::: Dataset entries
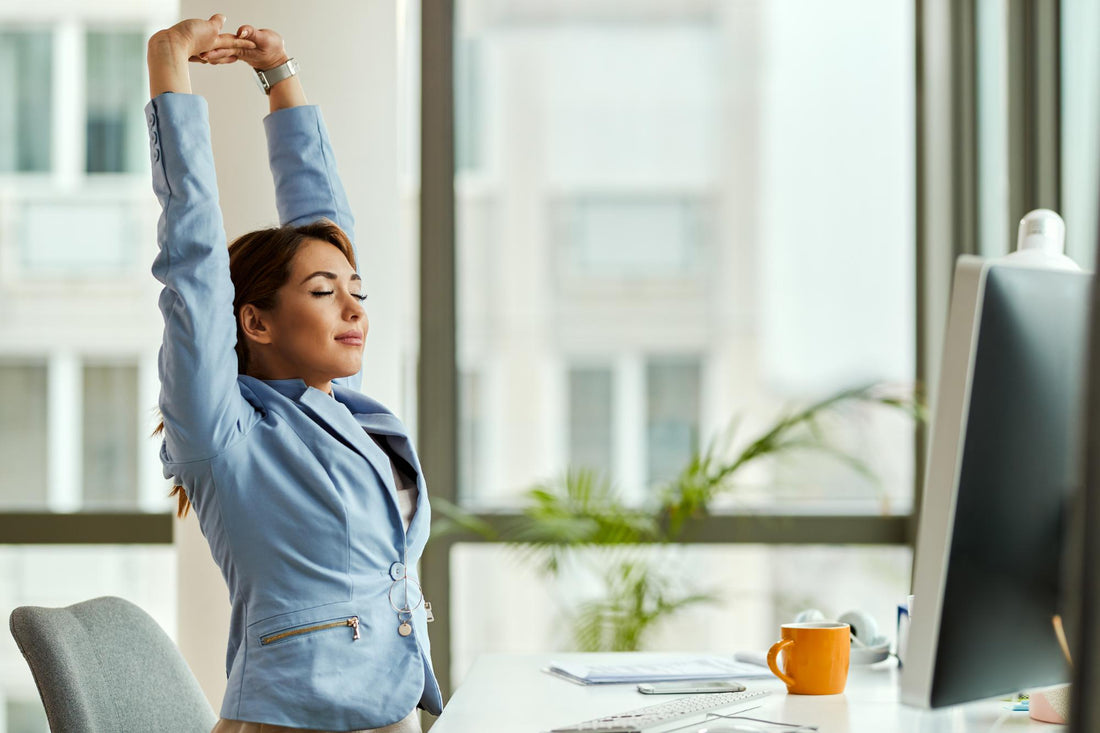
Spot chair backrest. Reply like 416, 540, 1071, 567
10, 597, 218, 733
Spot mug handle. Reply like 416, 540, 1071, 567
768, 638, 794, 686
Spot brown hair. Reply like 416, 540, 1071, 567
::::::
• Set problem:
Lay out the entries above as a JSON list of strings, one string per line with blank lines skipped, and leave the pictures out.

• The reply:
[
  "Spot chair backrest. Reply like 416, 540, 1071, 567",
  "10, 597, 218, 733",
  "Spot mug handle. Reply like 416, 540, 1071, 567",
  "768, 638, 794, 686",
  "Spot brown hair. Reply like 416, 540, 1071, 567"
]